## THE EXERCISE
Copy out the records below unchanged, except that every "Point coordinates" becomes "Marked points".

## RECORD EXTRACTS
******************************

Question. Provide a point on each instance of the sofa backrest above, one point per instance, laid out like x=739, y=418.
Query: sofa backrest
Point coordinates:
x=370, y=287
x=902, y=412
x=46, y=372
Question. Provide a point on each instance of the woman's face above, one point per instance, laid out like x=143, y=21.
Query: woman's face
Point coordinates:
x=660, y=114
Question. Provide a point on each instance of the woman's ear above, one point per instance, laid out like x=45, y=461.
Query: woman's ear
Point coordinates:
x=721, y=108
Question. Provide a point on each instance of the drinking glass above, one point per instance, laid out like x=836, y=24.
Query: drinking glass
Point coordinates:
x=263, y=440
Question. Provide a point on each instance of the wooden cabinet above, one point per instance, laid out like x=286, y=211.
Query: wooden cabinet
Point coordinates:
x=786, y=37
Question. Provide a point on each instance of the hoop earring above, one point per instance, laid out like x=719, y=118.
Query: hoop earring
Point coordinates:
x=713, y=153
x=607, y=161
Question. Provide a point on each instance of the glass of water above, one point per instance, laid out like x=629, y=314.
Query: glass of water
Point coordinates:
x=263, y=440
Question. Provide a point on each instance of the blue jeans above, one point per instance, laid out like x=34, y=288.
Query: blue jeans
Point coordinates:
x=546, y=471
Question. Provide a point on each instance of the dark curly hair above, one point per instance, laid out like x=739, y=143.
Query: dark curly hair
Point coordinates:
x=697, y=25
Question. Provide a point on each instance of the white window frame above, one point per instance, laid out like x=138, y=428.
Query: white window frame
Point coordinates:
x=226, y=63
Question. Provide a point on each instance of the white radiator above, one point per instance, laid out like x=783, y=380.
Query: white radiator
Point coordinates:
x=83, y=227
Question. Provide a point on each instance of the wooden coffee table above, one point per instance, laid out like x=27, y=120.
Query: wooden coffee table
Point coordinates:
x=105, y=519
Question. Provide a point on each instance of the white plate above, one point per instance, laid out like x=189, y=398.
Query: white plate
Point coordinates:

******************************

## WORKED ANSWER
Question. Provide a point on each instance of the sofa backrest above, one point per instance, laid out like x=739, y=418.
Query: sofa backrest
Marked points:
x=370, y=287
x=902, y=412
x=46, y=372
Question. Provide a point on each instance of the woman's face above, one point per instance, laid out like x=143, y=21.
Query: woman's face
Marked points:
x=660, y=114
Question. Provide a point on each instance of the woman's ear above, one point per instance, laid out like x=45, y=461.
Query: woman's ear
Marked points:
x=721, y=108
Question. Provide a point on each instance of the drinking glass above, one point per instance, laid out like x=836, y=24.
Query: drinking glass
Marked points:
x=263, y=440
Question. Provide a point on each instance of the wooden cabinet above, one point per instance, laid out like x=286, y=211.
Query: wooden cabinet
Marked points:
x=786, y=37
Question. Provide a point on each instance of the hoop earring above, one point per instance, laid out like x=719, y=118.
Query: hoop earring
Marked points:
x=713, y=153
x=607, y=161
Question. Provide a point on each instance of the glass of water above, one point per instance, laid out like x=629, y=314.
Query: glass of water
Marked points:
x=263, y=440
Question. Provide a point on each instance of the blue jeans above, one point per instance, laid out like x=34, y=288.
Query: blue jeans
Marked points:
x=546, y=471
Question. Provide a point on each instance of the dark curly hair above, one point per instance, laid out like x=739, y=143.
Query: dark curly hair
Marked points:
x=697, y=25
Question. Provide a point on each instance of the white window frame above, one point per instance, laid out like x=138, y=428.
Query: white window frame
Marked points:
x=226, y=63
Question. Provide a point on each instance of the white radiator above, one point per instance, laid out like x=783, y=380.
Query: white radiator
Marked points:
x=83, y=227
Question. Provide a point on each instance of the wooden coffee table above, one point per instance, laid out like x=27, y=120.
Query: wooden coffee table
Marked points:
x=105, y=519
Question. Provide a point on each instance of the white plate above, one point per instance, laid out like x=189, y=398.
Query: white plate
Marked points:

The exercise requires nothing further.